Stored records
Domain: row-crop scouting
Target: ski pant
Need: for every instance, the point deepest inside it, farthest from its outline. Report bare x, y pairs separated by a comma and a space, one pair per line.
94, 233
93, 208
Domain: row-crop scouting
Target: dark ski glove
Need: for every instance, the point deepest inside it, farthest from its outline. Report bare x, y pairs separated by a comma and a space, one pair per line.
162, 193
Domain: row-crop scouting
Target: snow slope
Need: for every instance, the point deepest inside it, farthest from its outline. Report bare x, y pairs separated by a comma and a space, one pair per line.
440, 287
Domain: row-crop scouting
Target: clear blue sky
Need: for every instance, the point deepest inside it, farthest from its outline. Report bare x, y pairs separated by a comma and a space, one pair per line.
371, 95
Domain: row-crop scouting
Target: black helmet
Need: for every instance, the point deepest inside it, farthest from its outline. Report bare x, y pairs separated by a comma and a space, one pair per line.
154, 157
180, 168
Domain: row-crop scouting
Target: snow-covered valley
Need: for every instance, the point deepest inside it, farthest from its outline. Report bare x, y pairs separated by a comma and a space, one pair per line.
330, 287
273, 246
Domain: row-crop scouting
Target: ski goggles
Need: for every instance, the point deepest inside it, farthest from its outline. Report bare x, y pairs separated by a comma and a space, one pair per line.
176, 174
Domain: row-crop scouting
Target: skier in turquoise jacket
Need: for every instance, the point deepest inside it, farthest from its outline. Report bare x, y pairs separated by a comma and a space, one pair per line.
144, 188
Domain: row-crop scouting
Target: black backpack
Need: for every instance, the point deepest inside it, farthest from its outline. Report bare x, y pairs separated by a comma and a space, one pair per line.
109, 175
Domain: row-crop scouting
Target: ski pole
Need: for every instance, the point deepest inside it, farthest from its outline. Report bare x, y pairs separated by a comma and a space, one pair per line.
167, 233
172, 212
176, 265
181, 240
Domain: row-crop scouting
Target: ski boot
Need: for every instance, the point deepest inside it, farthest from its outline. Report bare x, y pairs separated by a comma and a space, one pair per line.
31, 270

To do: Each line above must be returned exactly as written.

Solution to this problem:
Domain: row-crop scouting
Target: ski pant
Need: for every instance, the point deepest inside it, farthest from its outline. Report bare x, y pairs separated by a comma and a space, one pair per line.
94, 233
93, 208
Domain: row-crop scouting
Target: dark ski glove
Need: for every instance, the point deepest inside it, farthest from its outline. Report bare x, y pairs separated by a comma and a space, one pair per line.
162, 193
Domain: row-crop scouting
Target: snow slope
Need: for every instance, the point deepest inside it, farthest from its outline. Report bare x, y pairs separated by a comma and a space, one pair per line.
440, 287
Domain: row-crop scouting
Target: clear blue sky
Need: for every instance, the point deepest inside it, farthest from its outline. Report bare x, y pairs separated by a comma and a space, one pair per line.
371, 95
Domain: row-crop scouting
Target: black helmet
Need: for every instance, the point deepest inside it, farthest from its outline. Report bare x, y pairs separated by a comma and a space, one pair per line.
154, 157
180, 168
Domain: row-crop scouting
Target: snow-covered valley
Need: for every instance, the point deepest inside it, farthest from its outline. Report bare x, y pairs separated by a comma and a space, one pair per line.
330, 287
273, 246
Domain: row-crop scouting
Target: ski goggles
Need: for every instance, the point deepest inside it, farthest from its outline. Report bare x, y pairs separated by a comma and a space, one pair per line.
176, 174
Domain: row-crop scouting
Target: skier in turquoise jacket
Need: for every instance, the point deepest inside it, farthest from its outline. Report bare x, y pairs separated by a comma and a space, one pair per line.
144, 188
Domain: row-crop scouting
Target: black backpack
Need: for every instance, the point deepest inside it, farthest from its outline. Report bare x, y pairs separated by a comma and a space, one pair per line.
109, 175
Domain: row-crop scouting
Target: ski pole
Need: for every instance, the point deepest inside it, farthest from its outline. Report bare x, y pairs separated by a comma and a space, one pair per line.
167, 233
172, 212
176, 265
181, 240
Domain: row-crop scouting
Target: ski boot
Need: for every instance, the point deepest inside it, farthest from its outline. Report bare x, y pairs separated by a comma and a space, one pair per line.
31, 270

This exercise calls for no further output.